== Given request ==
Copy every one of the records below word for word, and leave the pictures out of your answer.

— Start Given records —

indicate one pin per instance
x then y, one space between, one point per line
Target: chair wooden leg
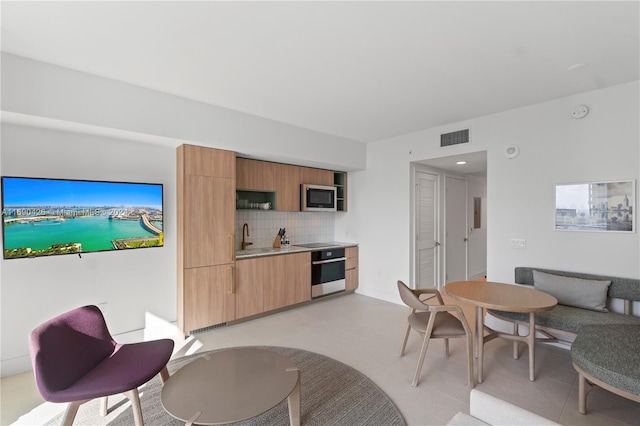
404 341
516 344
582 394
293 401
135 406
470 356
423 352
70 413
164 375
104 405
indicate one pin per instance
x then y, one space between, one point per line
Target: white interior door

— End Given records —

== Finished answer ==
indicate one pin per instance
x then y, one space between, one point per line
Target: chair wooden leg
404 341
516 344
582 394
293 401
135 406
470 356
423 352
70 413
164 375
104 405
indicate one pin per instance
x then y, one space between, one point per line
Target: white interior door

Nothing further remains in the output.